* [Exercise requirements]: Count each line below that has "Task" anywhere in it. Answer with the total alone.

Data items
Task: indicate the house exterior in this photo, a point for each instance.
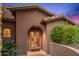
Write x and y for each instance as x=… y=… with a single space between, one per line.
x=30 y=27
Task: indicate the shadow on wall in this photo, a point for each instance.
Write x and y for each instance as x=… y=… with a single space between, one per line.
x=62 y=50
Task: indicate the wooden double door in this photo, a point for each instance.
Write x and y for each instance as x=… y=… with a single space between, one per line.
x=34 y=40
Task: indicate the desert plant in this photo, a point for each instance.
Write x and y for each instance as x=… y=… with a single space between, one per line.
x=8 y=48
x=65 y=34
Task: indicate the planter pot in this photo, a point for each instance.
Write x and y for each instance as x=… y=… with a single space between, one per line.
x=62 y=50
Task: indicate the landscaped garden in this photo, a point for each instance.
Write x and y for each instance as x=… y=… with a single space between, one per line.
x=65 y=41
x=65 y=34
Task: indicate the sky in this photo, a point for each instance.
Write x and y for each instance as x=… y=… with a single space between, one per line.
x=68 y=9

--

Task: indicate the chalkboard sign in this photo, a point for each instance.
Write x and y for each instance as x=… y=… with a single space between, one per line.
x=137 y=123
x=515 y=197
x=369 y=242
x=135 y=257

---

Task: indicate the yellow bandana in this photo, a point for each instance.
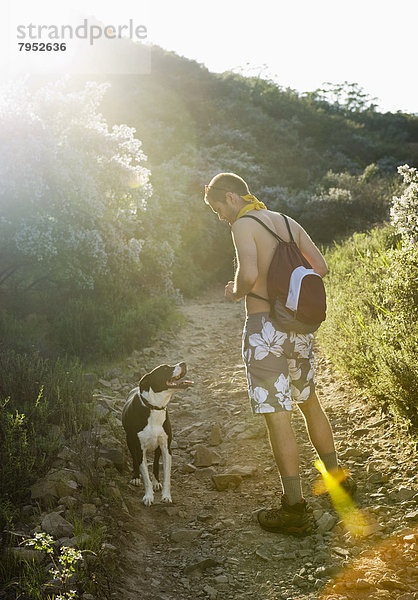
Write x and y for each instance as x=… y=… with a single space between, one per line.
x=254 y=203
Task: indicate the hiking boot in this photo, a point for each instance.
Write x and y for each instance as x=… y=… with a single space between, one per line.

* [Reply]: 10